_DATA PROVIDED_.
□ □ □

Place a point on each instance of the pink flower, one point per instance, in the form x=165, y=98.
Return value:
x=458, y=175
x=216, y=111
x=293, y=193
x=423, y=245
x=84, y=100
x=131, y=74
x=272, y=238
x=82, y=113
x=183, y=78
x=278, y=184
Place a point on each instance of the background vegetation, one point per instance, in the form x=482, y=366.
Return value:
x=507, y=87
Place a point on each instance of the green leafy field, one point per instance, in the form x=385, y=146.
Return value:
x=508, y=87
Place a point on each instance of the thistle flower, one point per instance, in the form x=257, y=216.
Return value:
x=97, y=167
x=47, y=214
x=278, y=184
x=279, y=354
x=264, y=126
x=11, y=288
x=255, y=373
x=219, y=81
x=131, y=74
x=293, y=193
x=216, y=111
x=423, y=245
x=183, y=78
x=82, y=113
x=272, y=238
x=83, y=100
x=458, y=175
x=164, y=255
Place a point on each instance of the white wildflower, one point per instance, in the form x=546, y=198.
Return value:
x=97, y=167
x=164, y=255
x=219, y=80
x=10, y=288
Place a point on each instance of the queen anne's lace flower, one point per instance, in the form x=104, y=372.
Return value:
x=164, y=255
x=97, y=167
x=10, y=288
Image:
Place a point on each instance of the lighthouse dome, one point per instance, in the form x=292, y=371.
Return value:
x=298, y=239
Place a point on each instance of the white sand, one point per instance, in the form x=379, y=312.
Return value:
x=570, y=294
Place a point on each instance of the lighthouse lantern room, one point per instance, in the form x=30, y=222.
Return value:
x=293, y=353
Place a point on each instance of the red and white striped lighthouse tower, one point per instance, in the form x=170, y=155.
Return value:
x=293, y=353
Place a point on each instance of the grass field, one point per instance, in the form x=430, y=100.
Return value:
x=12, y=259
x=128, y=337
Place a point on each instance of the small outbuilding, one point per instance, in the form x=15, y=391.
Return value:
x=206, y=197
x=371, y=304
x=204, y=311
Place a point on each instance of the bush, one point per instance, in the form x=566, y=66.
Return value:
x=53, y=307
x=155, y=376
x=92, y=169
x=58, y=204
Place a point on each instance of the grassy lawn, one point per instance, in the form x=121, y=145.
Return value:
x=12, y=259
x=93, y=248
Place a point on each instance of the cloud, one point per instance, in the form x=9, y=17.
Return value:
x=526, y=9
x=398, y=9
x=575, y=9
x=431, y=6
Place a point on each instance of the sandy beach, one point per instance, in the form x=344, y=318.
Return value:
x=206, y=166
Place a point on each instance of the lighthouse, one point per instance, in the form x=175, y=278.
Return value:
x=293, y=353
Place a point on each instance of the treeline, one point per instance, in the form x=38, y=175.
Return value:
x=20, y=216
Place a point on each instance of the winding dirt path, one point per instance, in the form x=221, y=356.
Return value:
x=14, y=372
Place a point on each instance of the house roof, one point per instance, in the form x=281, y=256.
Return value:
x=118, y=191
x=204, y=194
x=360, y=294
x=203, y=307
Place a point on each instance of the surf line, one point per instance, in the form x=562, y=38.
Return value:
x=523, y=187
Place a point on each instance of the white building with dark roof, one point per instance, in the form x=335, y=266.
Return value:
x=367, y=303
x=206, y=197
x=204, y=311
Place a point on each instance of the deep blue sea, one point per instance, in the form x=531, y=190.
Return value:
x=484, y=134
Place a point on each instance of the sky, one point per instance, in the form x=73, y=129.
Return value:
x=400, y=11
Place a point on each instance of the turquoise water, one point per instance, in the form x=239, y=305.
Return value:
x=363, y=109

□ □ □

_PROBLEM_. Would you quote everything above from the line containing "Place a point on each instance of the treeline, one" down to the line containing "Place a point on each instance of the house"? Include both of those lines and nothing else.

_YOUR SOLUTION_.
Place a point on each instance of the treeline, one point per instance, in the form x=38, y=175.
Return value:
x=20, y=216
Place a point on each instance of the winding dirt path, one point per instance, in the form x=221, y=356.
Return value:
x=14, y=372
Place a point on each instance of the house roof, one point per instance, in the form x=281, y=256.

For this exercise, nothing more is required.